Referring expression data

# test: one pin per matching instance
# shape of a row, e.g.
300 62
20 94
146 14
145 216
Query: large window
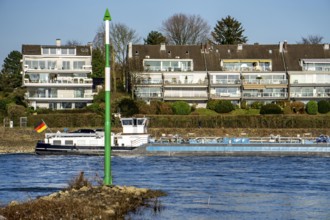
59 51
316 64
246 65
78 65
66 65
168 65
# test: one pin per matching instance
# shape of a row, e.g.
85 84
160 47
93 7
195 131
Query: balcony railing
148 95
57 68
186 94
66 80
226 81
185 82
309 94
264 95
225 95
149 82
55 96
265 81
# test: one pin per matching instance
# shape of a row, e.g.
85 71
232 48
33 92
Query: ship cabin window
69 142
246 65
168 65
57 142
315 64
127 122
140 121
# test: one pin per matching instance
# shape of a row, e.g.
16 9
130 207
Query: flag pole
107 123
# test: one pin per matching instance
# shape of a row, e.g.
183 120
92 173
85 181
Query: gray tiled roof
209 57
36 49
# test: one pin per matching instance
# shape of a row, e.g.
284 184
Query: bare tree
181 29
311 39
120 36
73 43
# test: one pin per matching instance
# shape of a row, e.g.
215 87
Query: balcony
84 68
149 95
225 95
266 81
309 95
60 81
188 95
264 95
55 97
149 82
185 82
226 81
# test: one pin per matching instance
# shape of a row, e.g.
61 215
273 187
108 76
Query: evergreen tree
11 77
155 38
311 39
229 31
98 63
182 29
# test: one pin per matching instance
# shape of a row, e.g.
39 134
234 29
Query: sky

--- Task brief ---
Drop the images and copy all the data exactly.

--- Result ---
# test: one pin per matching instance
# shape of a row, e.g.
300 62
20 94
146 14
145 216
Query: large window
59 51
316 64
246 65
78 65
66 65
168 65
# test: one pin per matching instance
# shape of a row, e.g.
85 84
160 47
93 7
195 131
Query: balcony railing
148 95
57 68
186 94
66 80
226 81
185 82
309 94
264 95
225 95
149 82
55 96
265 81
# test: one pin per matching instance
# shape of a row, e.g.
85 71
232 48
33 92
Query: ship cabin window
69 142
246 65
168 65
57 142
315 64
127 122
140 121
# test: one pin per matching instance
# shape of a row, e.g.
16 9
130 207
Query: flag pole
107 123
# test: one pin per matching instance
# shape of a row, e.g.
183 120
92 173
85 181
Query: gray tiled roof
209 57
36 49
# test: one pin per matching instance
# shape of a row, e.g.
284 184
Query: bare tree
181 29
311 39
120 36
73 43
# test: one pin per matching instance
# shape of a row, e.g.
215 87
Query: balcony
84 68
149 95
225 95
266 81
309 95
60 81
188 95
264 95
55 97
149 82
185 82
226 81
# test: one pin per matching instance
# shape of a row, e.g.
61 215
273 187
108 76
Query: evergreen tree
11 77
155 38
311 39
229 31
98 63
182 29
# test: one pin per matching instance
# shape of a row, e.g.
39 134
234 29
Query: sky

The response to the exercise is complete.